▶ INSTRUCTION 1
Using the review, answer each question below on its own line.
(a) In what year is the story set?
(b) In which war did Sheriff Bell serve?
(c) How much cash does Llewellyn Moss take?
▶ INSTRUCTION 2
Decide whether each statement agrees with the review, and support each yes or no with the deciding words quoted from it.
(a) The book is McCarthy's ninth.
(b) Llewellyn Moss is a veteran of the Korean War.
(c) Carson Wells was hired by druglords.

▶ PASSAGE
——

Almost as frustrating as it is commanding, McCarthy’s ninth (and first since the completion of his Border Trilogy: Cities of the Plain, 1998, etc.) is a formidable display of stunningly written scenes that don’t quite cohere into a fully satisfying narrative.
It’s a bleak chronicle of murder, revenge and implacable fate pocked with numerous echoes of McCarthy’s great Blood Meridian (1985). Here, the story’s set in 1980 in southern Texas near the Mexican border, where aging Sheriff Bell, a decorated WWII veteran, broods heroically over the territory he’s sworn to protect, while—in a superb, sorrowful monologue—acknowledging the omnipresence of ineradicable evil all around him. Then the focus trains itself on Vietnam vet Llewellyn Moss, a hunter who stumbles upon several dead bodies, a stash of Mexican heroin and more than $2 million in cash that he absconds with. The tale then leaps among the hunted (Moss), an escaped killer (Anton Chigurh), whose crimes include double-crossing the drug cartel from which the money was taken, the Army Special Forces freelancer (Carson Wells) hired by druglords and—in dogged pursuit of all the horrors spawned by their several interactions—the intrepid, however flawed and guilty, stoical Sheriff Bell: perhaps the most fully human and sympathetic character McCarthy has ever created. The justly praised near-biblical style, an artful fusion of brisk declarative sentences and vivid, simple images, confers horrific intensity on the escalating violence and chaos, while precisely dramatizing the sense of nemesis that pursues and punishes McCarthy’s characters (scorpions in a sealed bottle). But this eloquent melodrama is seriously weakened by its insufficiently varied reiterated message: “if you were Satan . . . tryin to bring the human race to its knees, what you would probably come up with is narcotics.”

——

▶ DATASET RECORDS
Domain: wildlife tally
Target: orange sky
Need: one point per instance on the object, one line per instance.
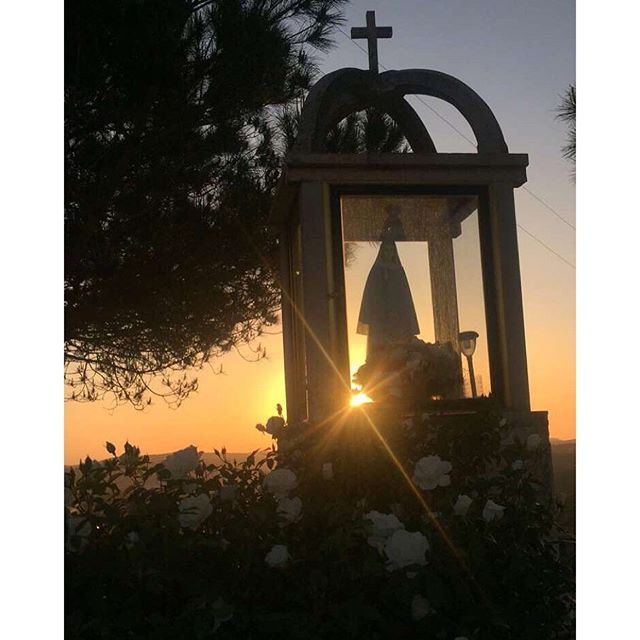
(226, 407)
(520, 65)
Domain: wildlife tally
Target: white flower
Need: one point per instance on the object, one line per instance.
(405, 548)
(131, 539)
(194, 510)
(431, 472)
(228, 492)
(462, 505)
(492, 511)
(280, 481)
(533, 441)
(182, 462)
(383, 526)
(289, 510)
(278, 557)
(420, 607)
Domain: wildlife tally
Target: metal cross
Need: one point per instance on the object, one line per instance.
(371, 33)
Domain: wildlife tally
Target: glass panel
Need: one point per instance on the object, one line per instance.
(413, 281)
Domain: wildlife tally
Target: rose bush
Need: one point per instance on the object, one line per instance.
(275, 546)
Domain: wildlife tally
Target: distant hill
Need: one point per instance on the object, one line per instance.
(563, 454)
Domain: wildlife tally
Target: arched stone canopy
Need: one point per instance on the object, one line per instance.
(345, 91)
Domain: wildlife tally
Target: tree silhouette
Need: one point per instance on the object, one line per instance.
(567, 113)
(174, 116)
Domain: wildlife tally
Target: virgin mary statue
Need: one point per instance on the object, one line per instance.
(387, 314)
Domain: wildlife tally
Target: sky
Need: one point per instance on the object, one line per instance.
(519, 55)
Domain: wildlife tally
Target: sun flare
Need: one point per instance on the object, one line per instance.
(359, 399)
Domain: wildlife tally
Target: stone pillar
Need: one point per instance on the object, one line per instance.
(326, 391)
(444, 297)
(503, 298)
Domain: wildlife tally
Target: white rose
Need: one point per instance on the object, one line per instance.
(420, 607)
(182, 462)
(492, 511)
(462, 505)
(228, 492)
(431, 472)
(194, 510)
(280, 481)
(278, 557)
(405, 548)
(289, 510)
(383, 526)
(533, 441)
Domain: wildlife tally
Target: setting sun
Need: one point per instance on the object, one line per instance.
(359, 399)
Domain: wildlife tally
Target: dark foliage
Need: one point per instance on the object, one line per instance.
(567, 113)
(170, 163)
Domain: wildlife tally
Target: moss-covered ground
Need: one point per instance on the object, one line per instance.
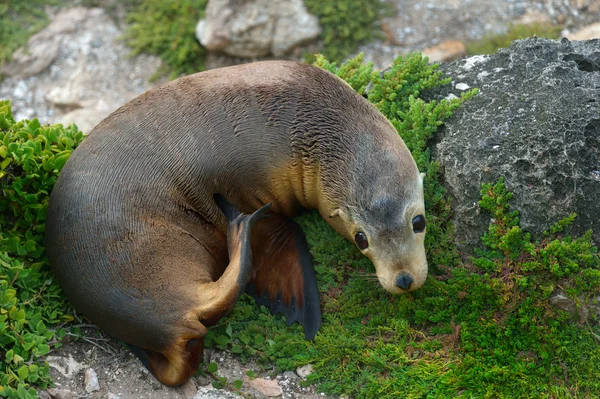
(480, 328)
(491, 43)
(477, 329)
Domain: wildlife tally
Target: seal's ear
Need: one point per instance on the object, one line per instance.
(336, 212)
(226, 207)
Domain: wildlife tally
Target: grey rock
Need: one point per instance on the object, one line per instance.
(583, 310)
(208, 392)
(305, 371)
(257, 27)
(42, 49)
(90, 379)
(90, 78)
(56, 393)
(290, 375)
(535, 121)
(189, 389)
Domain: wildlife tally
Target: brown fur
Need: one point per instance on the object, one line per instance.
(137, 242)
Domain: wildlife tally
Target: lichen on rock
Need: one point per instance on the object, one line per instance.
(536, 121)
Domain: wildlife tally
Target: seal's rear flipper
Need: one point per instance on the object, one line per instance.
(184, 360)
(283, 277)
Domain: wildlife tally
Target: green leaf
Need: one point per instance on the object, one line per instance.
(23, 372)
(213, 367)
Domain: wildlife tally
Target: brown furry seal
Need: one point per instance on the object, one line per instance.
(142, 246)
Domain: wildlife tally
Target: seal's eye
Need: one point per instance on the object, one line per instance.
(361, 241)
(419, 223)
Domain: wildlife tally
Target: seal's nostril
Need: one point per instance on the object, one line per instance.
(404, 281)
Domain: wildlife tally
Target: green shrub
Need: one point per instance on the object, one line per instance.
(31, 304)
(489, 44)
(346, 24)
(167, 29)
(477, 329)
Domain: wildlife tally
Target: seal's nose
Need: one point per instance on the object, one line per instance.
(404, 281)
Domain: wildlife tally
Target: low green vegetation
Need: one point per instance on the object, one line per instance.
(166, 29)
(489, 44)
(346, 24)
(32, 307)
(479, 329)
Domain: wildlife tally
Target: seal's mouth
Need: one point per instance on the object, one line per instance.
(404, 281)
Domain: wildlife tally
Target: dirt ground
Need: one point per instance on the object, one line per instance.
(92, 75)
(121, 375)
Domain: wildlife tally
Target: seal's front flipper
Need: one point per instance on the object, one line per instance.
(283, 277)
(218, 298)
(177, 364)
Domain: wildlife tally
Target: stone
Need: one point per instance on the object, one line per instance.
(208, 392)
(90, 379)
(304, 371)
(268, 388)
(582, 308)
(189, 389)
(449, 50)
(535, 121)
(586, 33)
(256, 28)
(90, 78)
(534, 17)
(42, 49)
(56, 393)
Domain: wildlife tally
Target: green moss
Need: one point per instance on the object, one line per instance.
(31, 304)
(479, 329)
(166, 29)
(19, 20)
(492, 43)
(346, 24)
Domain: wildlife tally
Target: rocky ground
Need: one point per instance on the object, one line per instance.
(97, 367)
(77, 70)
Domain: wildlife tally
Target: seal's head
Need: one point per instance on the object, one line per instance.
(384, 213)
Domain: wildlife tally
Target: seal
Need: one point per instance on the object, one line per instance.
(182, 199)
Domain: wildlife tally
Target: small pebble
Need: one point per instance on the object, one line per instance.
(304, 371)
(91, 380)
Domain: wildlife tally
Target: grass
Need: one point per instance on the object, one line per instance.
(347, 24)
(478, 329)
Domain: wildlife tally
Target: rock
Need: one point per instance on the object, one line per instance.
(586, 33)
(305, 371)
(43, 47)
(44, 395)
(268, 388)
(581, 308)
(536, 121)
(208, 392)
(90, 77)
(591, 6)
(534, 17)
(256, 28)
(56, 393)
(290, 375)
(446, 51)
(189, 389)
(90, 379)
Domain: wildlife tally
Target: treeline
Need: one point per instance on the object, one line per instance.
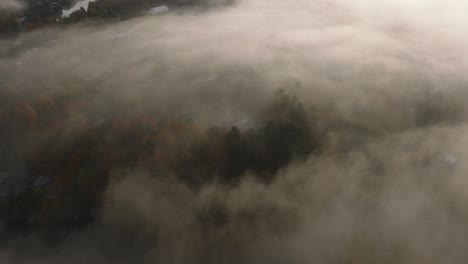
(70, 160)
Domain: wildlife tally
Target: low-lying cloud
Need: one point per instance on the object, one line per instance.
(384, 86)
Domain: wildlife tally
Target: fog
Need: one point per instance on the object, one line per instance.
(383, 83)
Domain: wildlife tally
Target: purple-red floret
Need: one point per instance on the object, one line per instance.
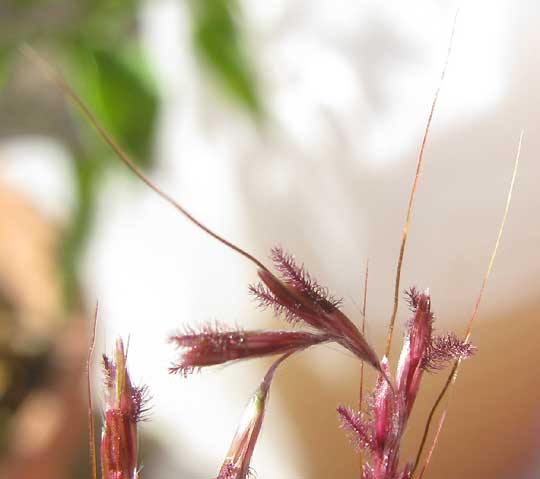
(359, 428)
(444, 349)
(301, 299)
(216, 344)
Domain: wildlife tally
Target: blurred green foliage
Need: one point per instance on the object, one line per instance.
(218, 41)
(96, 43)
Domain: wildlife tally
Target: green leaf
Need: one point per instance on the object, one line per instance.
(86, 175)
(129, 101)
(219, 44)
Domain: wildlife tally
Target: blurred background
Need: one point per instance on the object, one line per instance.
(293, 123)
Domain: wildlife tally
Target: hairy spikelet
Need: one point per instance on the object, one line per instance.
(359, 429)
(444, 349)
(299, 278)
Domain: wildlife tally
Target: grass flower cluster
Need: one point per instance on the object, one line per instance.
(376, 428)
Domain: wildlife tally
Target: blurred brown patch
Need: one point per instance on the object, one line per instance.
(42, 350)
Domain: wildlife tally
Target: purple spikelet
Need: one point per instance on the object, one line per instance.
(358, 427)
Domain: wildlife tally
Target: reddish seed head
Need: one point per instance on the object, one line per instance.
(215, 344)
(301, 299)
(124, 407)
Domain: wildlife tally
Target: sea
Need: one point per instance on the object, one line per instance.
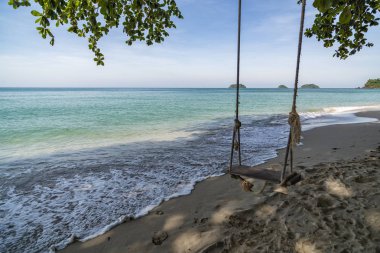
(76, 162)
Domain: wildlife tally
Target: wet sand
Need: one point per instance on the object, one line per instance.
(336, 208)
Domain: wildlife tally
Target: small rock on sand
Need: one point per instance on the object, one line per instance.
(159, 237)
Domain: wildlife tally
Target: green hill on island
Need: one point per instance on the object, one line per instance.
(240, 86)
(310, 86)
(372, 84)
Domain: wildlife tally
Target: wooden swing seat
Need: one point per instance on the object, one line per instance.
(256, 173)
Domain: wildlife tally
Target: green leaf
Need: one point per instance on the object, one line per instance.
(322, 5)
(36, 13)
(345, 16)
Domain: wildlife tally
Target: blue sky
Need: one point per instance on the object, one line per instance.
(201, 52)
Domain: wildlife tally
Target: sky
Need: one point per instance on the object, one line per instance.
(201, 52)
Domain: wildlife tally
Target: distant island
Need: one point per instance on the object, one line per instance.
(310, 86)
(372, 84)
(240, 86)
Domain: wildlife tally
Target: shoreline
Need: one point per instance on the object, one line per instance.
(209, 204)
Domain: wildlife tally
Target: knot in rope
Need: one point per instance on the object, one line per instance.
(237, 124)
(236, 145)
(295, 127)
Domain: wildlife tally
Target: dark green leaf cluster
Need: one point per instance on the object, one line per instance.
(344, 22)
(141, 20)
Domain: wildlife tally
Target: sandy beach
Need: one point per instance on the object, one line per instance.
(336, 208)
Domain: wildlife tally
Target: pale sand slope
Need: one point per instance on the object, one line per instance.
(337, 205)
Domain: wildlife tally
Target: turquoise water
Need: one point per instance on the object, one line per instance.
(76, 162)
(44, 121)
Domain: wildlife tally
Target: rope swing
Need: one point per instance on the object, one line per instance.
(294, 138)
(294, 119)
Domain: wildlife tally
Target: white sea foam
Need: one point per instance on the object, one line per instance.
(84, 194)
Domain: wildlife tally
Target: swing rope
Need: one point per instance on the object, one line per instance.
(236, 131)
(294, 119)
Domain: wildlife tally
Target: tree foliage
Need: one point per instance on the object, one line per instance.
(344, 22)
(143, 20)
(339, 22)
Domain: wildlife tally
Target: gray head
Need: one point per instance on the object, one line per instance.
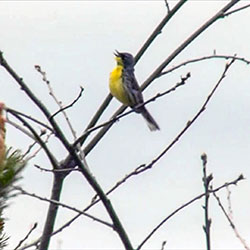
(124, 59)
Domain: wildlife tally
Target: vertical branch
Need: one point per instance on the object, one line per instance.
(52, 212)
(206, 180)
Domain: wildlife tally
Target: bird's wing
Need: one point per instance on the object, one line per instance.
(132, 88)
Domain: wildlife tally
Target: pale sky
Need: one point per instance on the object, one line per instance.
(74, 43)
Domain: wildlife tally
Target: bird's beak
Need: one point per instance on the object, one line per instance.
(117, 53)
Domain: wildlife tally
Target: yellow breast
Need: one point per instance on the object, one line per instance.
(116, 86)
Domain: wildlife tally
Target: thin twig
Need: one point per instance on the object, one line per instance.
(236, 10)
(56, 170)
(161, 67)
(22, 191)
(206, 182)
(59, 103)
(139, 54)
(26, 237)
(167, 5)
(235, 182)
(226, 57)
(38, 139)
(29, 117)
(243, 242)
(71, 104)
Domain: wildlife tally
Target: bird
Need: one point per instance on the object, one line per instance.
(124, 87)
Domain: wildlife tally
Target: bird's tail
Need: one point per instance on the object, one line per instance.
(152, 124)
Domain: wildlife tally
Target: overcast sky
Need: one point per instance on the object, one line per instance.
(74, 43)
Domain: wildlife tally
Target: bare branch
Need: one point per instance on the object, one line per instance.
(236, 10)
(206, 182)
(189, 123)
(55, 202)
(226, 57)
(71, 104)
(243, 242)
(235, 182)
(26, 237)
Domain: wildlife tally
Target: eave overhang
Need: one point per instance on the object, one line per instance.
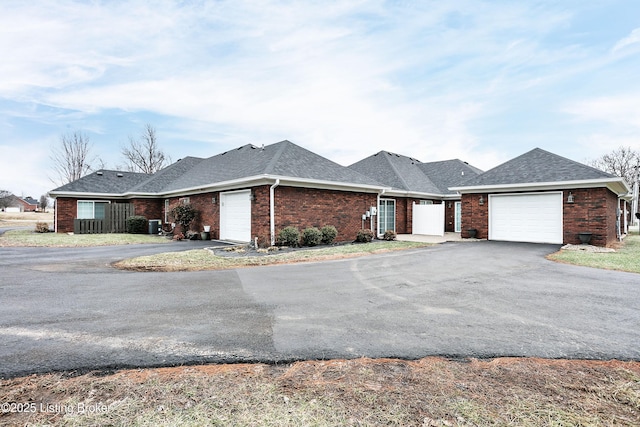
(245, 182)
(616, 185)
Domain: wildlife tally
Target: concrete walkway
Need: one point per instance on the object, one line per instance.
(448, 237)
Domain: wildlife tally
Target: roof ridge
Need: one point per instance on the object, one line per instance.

——

▶ TASK OUTPUT 1
(a) 1980
(b) World War II
(c) More than $2 million

▶ TASK OUTPUT 2
(a) Yes: "McCarthy’s ninth"
(b) No: "Vietnam vet Llewellyn Moss"
(c) Yes: "the Army Special Forces freelancer (Carson Wells) hired by druglords"